- Exercise: Rewrite the records starting at the line that contains "For the evaluation set, tag every instance of the denim" and ending at the line that contains "[[368, 259]]", putting "denim skirt" in place of "denim shorts" and leaving everything else unchanged.

- Dataset content:
## start

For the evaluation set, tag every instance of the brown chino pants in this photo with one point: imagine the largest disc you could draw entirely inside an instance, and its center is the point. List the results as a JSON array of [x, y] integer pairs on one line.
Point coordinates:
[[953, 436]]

## end
## start

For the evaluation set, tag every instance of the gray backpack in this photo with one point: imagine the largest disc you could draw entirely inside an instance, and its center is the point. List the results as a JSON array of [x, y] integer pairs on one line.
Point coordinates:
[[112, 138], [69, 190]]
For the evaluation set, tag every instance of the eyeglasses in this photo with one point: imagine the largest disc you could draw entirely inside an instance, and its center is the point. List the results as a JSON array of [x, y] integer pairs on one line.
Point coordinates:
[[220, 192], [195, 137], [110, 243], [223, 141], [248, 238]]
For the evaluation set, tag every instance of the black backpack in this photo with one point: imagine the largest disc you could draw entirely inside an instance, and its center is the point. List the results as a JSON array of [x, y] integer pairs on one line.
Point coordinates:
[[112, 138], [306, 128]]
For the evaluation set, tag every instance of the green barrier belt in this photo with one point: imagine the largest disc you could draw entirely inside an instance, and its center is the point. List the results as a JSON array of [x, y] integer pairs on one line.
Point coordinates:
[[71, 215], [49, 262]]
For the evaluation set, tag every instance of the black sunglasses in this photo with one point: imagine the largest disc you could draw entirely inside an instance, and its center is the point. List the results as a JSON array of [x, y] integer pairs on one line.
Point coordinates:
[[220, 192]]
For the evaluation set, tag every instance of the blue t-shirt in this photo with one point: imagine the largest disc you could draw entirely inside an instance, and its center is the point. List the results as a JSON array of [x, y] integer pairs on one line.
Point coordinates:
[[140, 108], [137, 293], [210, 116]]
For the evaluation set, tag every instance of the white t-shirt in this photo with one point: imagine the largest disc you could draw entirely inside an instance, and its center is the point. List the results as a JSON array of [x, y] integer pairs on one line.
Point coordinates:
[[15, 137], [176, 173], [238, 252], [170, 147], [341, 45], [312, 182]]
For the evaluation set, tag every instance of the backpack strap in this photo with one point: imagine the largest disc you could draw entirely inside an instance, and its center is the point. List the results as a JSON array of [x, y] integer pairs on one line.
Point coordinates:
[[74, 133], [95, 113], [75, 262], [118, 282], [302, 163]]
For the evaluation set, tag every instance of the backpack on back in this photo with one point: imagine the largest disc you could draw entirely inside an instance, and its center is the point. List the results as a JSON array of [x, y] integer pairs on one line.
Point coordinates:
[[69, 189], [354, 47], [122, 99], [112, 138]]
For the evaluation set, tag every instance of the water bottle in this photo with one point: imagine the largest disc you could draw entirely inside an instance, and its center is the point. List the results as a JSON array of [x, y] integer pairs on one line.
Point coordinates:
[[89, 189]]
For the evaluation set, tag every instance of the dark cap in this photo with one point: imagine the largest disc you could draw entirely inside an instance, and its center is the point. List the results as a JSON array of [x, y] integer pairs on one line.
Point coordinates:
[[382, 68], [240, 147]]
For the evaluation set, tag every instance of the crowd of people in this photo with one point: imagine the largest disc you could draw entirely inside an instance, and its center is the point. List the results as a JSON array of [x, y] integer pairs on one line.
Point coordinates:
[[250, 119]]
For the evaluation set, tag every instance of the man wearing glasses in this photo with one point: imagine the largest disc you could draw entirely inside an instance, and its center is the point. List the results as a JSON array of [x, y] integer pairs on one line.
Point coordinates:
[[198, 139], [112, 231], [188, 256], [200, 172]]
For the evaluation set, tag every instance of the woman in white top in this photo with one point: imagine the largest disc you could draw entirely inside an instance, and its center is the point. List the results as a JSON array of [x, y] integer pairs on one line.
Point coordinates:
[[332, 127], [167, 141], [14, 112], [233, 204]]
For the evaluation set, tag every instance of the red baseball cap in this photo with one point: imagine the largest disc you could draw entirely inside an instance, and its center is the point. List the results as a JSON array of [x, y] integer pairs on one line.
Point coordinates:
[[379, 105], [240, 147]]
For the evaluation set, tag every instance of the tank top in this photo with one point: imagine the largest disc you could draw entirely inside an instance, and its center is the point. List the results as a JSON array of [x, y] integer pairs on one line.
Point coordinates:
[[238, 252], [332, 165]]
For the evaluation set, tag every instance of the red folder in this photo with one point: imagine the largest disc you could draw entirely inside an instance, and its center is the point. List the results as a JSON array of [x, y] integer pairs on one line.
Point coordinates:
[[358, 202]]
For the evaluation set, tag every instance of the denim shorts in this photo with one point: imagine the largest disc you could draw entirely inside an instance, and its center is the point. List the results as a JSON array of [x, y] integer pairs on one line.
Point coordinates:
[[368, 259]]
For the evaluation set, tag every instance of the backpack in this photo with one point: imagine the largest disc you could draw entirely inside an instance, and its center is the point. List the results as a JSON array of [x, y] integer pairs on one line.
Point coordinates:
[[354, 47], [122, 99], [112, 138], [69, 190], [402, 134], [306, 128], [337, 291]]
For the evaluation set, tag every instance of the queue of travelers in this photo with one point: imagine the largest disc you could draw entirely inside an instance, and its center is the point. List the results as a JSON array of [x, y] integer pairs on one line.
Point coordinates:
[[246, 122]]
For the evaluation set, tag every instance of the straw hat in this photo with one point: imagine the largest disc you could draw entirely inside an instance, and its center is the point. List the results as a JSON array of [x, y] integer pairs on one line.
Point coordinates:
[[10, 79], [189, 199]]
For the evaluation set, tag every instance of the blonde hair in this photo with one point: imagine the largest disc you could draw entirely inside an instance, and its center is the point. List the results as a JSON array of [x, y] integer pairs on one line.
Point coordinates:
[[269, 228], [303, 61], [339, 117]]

## end

- Completed exercise:
For the evaluation set, tag every instance of the denim skirt in this photo with one point: imagine the largest disc you could draw entirely inside an instance, and its center is the point. List the results as a JSON array of [x, y] integer pairs on one line.
Point coordinates:
[[368, 259]]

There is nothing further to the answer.